## YOUR ASSIGNMENT
Return all lines of the data in which the string "crossbody" occurs.

Natural language region descriptions:

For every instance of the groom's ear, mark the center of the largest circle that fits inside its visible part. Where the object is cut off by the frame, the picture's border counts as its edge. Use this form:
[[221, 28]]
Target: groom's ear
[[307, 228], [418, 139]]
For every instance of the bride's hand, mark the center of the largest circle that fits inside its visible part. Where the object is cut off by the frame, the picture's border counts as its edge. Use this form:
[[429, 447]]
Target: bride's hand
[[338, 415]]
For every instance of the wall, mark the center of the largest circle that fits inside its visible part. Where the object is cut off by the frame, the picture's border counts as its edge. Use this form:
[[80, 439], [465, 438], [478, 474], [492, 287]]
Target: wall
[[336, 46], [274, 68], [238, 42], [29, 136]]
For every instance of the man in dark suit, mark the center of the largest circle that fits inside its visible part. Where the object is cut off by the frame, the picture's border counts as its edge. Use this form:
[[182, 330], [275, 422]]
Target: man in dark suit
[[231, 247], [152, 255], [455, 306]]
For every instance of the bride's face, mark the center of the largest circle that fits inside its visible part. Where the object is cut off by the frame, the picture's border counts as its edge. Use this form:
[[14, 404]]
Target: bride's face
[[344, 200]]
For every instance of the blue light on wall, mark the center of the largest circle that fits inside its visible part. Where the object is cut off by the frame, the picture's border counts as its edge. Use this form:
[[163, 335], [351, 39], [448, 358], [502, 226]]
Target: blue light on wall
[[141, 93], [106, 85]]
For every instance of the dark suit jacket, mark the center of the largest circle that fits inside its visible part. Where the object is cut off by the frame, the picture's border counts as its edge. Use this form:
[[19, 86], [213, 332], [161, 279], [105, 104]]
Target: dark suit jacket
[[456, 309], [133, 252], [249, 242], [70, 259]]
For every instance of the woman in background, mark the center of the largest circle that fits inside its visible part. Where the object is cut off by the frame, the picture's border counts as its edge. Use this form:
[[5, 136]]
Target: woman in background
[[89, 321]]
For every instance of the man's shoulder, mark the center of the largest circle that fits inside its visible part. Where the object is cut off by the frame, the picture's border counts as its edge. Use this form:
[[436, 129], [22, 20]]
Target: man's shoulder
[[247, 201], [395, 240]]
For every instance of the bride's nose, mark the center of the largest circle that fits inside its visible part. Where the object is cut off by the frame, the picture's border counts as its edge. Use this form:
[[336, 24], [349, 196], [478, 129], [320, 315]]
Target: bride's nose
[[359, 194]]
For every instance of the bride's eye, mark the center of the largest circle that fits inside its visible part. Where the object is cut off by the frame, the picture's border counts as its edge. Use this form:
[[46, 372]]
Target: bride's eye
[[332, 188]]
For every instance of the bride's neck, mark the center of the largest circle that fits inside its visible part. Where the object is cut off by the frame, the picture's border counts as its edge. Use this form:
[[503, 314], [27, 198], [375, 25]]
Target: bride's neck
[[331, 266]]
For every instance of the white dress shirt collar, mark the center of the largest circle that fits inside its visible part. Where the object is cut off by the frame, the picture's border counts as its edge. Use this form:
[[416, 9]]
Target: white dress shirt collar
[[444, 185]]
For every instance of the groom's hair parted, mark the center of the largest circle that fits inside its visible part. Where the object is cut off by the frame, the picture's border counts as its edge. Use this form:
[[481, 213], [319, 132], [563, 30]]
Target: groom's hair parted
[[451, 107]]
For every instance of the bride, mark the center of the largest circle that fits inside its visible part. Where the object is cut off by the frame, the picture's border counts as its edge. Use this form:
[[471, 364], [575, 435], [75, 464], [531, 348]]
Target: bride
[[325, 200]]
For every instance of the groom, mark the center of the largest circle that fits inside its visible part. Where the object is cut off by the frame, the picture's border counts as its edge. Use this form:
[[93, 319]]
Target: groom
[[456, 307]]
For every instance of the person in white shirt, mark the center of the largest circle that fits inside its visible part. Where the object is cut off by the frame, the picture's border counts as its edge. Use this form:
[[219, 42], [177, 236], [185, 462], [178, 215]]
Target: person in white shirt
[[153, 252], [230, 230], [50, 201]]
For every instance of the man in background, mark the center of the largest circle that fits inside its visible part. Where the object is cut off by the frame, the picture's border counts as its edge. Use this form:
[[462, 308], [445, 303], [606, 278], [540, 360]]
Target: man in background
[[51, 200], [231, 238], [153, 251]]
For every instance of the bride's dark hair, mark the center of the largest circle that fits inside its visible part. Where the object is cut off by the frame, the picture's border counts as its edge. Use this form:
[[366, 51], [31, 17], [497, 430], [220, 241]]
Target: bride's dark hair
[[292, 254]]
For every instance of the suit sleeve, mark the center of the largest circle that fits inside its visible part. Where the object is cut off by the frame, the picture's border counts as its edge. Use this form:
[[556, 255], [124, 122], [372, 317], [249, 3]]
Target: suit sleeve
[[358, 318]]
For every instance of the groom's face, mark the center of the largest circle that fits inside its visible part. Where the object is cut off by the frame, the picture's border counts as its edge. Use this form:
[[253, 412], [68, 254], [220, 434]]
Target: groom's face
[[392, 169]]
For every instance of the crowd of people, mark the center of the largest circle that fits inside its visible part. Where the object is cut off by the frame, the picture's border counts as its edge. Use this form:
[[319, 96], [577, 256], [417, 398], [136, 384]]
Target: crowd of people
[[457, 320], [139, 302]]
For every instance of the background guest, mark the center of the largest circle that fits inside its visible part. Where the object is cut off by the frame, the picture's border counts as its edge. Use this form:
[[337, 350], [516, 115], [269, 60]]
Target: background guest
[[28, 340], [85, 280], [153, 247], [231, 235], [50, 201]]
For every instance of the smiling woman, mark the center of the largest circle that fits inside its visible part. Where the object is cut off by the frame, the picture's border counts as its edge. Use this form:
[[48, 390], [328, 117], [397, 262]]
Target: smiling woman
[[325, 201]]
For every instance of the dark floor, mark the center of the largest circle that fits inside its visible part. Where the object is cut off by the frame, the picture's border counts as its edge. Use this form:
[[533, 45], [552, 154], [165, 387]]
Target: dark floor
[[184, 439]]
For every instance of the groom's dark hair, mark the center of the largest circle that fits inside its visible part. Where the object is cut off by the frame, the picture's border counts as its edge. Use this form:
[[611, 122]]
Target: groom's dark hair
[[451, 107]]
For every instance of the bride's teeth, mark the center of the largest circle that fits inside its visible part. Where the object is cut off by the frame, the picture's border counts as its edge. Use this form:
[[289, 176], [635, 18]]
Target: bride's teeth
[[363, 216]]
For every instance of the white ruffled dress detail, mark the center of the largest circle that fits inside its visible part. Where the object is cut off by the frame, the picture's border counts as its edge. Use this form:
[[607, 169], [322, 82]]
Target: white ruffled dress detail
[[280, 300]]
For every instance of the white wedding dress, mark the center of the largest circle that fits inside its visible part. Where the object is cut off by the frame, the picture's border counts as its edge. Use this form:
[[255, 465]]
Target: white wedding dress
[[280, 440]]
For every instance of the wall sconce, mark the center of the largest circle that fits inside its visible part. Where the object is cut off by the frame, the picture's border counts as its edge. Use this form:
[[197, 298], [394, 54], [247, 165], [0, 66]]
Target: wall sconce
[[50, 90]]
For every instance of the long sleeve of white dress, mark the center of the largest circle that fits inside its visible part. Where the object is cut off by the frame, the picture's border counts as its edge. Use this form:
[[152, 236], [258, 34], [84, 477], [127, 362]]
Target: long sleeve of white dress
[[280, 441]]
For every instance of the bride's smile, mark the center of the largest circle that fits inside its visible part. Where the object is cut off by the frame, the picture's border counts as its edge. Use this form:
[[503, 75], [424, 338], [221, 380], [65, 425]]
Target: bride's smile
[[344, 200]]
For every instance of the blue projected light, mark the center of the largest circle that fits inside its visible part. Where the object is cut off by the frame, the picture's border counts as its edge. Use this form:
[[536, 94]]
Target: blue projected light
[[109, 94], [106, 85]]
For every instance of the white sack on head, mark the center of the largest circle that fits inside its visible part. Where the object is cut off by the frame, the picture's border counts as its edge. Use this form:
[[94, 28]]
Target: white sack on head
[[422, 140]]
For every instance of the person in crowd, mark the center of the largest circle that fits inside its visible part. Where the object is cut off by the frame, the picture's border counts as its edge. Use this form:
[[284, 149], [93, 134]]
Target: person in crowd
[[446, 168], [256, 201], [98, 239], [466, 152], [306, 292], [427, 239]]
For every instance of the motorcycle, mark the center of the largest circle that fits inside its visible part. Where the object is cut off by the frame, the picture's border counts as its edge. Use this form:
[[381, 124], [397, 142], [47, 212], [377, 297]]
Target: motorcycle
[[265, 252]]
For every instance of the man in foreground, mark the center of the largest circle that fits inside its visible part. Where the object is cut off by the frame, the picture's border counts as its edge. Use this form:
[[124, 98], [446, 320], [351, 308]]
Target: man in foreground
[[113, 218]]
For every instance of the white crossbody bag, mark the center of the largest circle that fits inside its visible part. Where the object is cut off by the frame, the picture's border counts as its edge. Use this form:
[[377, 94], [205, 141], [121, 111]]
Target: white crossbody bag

## ANSWER TO THIS PROBLEM
For every instance of the white crossbody bag, mark the center of the largest circle that fits inside its visible part. Where the object is cut off by the frame, the picture's border counts as its edge. Use this form:
Target: white crossbody bag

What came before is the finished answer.